**REQUIREMENT 1**
According to the text on the Video Framebuffer driver, what are the four states a buffer descriptor can be in?

**TEXT PROVIDED**
::::

DMA Interleaved Template Requirements

The Video Framebuffer IP supports two dma address pointers for semi-planar formats: one for luma and one for chroma. As such, data for the two planes need to be strictly contiguous which permits for alignment of plane data within a larger buffer. However, all frame data (luma and chroma) must be contained within a contiguous frame buffer and luma plane data should be arranged to come before chroma data. Note that this is not a limitation imposed by the IP but by the driver at this moment. When preparing a struct dma_interleaved_template instance to describe a semi-planar format, the following members must be filled out as follows:

linux/dmaengine.h:

struct dma_interleaved_template:

src_start = <physical address from which to start reading frame data (any offsets should be added to this value)>
src_sgl = true
dst_sgl = false
numf = <height of frame in pixels; height of luma frame for semi-planar formats>
frame_size = < 1 or 2 depending on whether this is describing a packed or semi-planar format>
sgl = <see struct data_chunk below>

struct data_chunk:

sgl[0].size = <number of bytes devoted to image data for a row>
sgl[0].icg = < number of non-data bytes within a row of image data; padding>
sgl[0].src_sgl = <the offset in bytes between the end of luma frame data to the start of chroma plane data; only needed for semi-planar formats>

Below is a code example for semi-planar YUV 422 (i.e. NV16)
/* Step 1 - Configure the dma channel to read out semi-planar YUV 422 */
xilinx_xdma_drm_config(frmbuf_dma, DRM_FORMAT_NV16);
 
/* Step 2 - Describe the buffer attributes for a 1080p frame */
dma_tmplt.dir = DMA_MEM_TO_DEV;
dma_tmplt.src_sgl = true;
dma_tmplt.dst_sgl = false;
dma_tmplt.src_start = luma_addr;
dma_tmplt.frame_size = 2; /* two plane pixel format */
dma_tmplt.numf = 1080; /* height of luma frame */
 
dma_tmplt.sgl[0].size = 1920; /* 1 byte/pixel x 1920 pixels for Y plane */
dma_tmplt.sgl[0].icg = 0;
 
frame_height = dma_tmplt.numf;
stride = dma_tmplt.sgl[0].size + dma_tmplt.sgl[0].icg;
 
dma_tmplt.sql[0].src_icg = chroma_addr - luma_addr - (frame_height * stride);

Driver Operation

The Framebuffer driver manages buffer descriptors in software keeping them in one of four possible states in the following order:
1. pending
2. staged
3. active
4. done

When a DMA client calls dma_commit(), the buffer descriptor is placed in the driver’s “pending” queue. Multiple buffers can be queued in this manner by the DMA client before proceeding to the next step (see step 4 of Interfacing with the Video Framebuffer Driver from DMA Clients). When dma_async_issue_pending() is called (step 5), the driver begins processing all queued buffers on the “pending” list. A buffer is plucked from the pending list and then stored as “staged”. At this moment, driver programs the registers with data provided within the “staged” buffer descriptor. During normal processing (i.e. all frames except the first frame*), these values will not become active until the currently processed frame completes. As such, there is a one-frame delay between programming and the actual writing data to memory. Hence the term “staged” to describe this part of the buffer lifecycle. When the currently active frame completed, the buffer descriptor is classified as “active” in the driver. At this point, a new descriptor is plucked from the pending list and this new buffer is marked as “staged” with its values programmed into the IP registers as described earlier. The buffer marked “active” represents the data currently being read from memory. Other than being held in the “active” state, no other action is taken with the buffer. When the active frame completes, it is moved to the “done” list. The driver utilizes a tasklet which is called at the end of the frame interrupt handler. The tasklet will process any buffer descriptors on the done list by removing them from the list and calling any callback the client has linked to the descriptor.

::::

**REQUIREMENT 2**
Copy the records starting at the line that contains "as in (891,679)." and ending at the end of the records, changing every "snow bank" to "snowdrift" and leaving all else the same.

::::

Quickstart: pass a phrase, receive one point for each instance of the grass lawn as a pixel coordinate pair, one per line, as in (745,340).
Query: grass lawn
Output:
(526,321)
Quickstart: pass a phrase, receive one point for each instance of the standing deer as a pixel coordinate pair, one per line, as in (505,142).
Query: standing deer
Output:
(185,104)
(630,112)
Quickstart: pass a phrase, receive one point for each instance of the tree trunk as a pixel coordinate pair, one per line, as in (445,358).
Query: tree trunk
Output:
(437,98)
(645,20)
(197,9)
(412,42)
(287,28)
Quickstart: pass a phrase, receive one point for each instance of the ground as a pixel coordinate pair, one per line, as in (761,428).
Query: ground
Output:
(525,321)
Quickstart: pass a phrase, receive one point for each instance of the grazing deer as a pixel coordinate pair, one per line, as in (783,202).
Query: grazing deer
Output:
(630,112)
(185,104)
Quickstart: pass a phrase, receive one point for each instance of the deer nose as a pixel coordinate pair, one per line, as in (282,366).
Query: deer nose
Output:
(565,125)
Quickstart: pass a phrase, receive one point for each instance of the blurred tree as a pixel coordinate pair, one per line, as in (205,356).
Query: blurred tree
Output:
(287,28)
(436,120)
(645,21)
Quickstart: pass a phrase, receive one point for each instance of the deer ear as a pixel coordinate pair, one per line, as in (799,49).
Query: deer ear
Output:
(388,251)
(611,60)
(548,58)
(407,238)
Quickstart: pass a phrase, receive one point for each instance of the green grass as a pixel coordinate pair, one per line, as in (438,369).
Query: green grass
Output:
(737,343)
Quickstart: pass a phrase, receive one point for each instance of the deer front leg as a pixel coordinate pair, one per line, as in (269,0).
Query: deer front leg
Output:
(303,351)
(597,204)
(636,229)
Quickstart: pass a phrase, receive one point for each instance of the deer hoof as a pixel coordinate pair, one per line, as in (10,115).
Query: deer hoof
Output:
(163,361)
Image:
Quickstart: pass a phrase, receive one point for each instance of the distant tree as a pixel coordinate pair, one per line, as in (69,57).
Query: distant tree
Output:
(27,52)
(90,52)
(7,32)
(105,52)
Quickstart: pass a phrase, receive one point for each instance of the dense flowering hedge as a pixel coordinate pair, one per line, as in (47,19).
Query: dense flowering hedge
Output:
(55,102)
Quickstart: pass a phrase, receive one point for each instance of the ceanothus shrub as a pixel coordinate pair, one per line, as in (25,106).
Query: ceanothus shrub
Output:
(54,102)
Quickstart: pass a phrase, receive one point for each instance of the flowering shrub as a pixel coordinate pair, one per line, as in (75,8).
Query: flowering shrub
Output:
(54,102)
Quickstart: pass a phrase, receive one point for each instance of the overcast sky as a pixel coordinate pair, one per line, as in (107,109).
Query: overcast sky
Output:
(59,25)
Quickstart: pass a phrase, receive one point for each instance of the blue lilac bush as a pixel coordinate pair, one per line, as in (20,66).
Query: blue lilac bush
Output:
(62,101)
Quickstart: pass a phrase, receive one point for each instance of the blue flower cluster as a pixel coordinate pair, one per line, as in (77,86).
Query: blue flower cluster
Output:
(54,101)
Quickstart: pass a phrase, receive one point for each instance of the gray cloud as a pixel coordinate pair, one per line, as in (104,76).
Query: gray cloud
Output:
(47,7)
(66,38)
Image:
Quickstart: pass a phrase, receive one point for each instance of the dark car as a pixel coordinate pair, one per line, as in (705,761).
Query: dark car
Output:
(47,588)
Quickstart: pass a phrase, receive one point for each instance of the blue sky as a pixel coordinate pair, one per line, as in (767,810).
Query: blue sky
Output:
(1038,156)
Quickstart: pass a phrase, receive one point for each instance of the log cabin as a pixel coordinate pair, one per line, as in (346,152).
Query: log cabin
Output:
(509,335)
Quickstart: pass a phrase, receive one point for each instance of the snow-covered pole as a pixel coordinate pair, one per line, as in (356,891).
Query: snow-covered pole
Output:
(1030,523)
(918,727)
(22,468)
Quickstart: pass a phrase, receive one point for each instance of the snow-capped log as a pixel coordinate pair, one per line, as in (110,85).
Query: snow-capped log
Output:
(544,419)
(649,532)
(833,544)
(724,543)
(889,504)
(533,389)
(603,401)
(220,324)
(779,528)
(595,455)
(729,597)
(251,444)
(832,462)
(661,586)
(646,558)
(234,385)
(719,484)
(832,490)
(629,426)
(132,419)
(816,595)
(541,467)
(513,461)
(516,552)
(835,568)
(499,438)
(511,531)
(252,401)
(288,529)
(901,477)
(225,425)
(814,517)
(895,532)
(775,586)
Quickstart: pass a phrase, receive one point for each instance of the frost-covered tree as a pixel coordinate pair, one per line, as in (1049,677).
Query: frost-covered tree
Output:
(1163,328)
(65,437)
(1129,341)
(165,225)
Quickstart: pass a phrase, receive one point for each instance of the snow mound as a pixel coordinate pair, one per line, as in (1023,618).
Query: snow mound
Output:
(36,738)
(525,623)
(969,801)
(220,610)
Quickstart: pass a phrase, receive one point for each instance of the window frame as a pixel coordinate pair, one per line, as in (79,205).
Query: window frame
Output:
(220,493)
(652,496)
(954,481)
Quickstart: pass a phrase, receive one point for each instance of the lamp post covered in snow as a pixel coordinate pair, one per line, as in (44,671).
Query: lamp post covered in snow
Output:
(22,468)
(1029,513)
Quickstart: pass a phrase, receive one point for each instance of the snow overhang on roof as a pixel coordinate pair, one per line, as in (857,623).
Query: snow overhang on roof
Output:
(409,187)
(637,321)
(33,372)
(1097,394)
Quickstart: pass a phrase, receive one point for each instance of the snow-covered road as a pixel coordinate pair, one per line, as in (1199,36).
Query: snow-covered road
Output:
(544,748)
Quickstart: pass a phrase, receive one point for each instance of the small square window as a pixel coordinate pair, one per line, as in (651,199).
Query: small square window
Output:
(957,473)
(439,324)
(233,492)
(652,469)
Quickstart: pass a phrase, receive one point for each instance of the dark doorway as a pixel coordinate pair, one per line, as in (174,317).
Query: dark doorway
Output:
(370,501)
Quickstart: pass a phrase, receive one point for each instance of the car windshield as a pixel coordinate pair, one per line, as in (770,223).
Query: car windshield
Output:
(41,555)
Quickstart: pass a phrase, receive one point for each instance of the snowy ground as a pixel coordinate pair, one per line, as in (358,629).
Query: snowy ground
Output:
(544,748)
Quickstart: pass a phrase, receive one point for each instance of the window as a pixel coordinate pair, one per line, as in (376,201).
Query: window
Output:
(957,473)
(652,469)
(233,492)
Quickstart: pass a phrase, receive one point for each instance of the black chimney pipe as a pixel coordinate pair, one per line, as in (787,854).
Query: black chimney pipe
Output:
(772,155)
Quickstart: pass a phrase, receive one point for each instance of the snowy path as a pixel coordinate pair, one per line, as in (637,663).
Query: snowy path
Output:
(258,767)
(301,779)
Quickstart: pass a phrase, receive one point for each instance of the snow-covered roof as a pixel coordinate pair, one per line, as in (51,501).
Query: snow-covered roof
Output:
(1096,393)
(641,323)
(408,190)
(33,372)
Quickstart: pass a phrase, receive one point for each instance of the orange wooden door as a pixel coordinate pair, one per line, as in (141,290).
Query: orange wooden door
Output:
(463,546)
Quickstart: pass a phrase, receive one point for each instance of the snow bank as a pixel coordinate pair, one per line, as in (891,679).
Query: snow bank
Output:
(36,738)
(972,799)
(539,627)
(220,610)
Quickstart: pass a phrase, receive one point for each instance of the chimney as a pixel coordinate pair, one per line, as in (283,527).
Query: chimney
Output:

::::

**RIGHT ANSWER 1**
Pending, staged, active, and done.

**RIGHT ANSWER 2**
Quickstart: pass a phrase, receive one point for each instance of the snowdrift as a pixel coordinate pair, one per line, as in (891,679).
Query: snowdrift
Output:
(36,738)
(972,799)
(539,627)
(220,610)
Quickstart: pass a phrase, receive one point for each instance of the chimney as a pixel coordinate pair, one per line, as in (283,527).
Query: chimney
Output:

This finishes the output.